Records from a data source.
■ ■ ■ ■
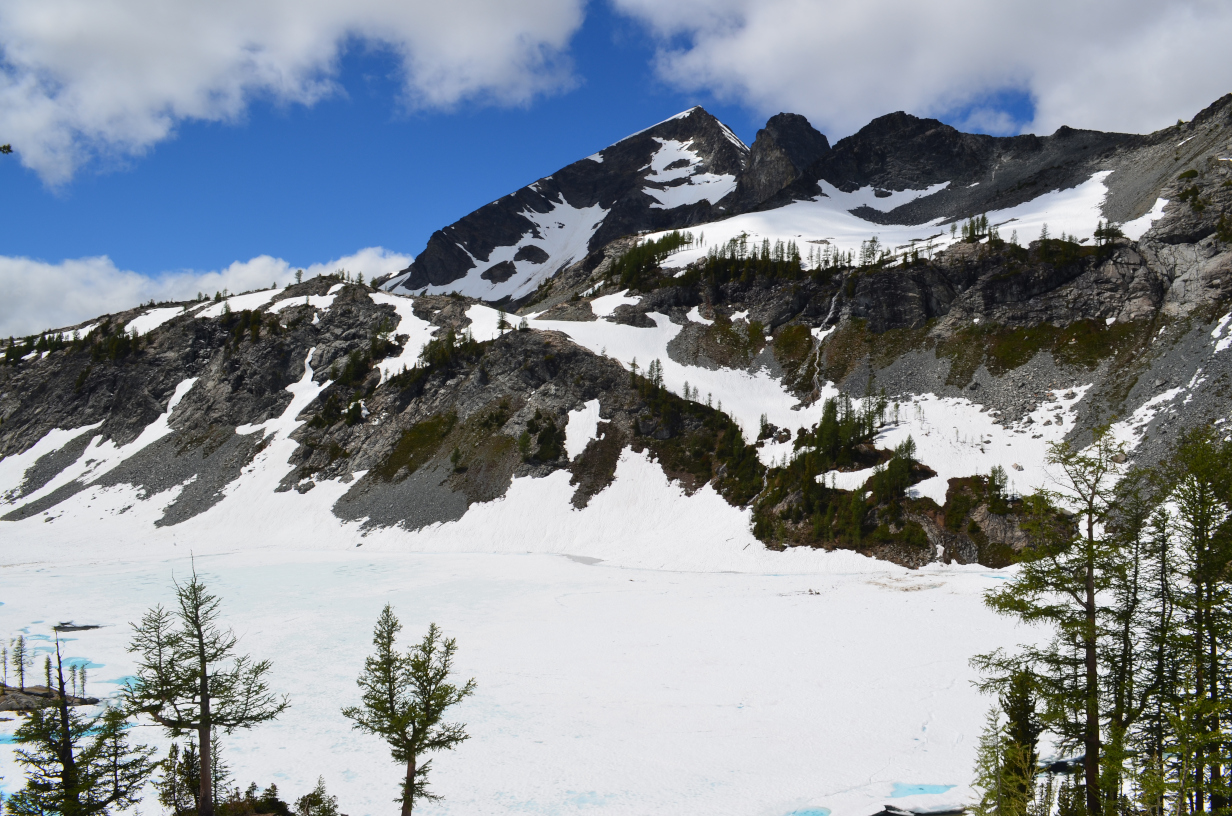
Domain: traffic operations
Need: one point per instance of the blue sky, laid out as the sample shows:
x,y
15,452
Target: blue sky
x,y
171,148
308,184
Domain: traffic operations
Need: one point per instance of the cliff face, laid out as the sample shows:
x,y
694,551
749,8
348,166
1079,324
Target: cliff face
x,y
674,174
385,411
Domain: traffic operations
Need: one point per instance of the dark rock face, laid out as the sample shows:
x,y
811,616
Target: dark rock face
■ ■ ■ ■
What you need to do.
Whenever a line of the data above holds the word "dark", it counts once; report the total number of such lines and nothing more.

Solved exercise.
2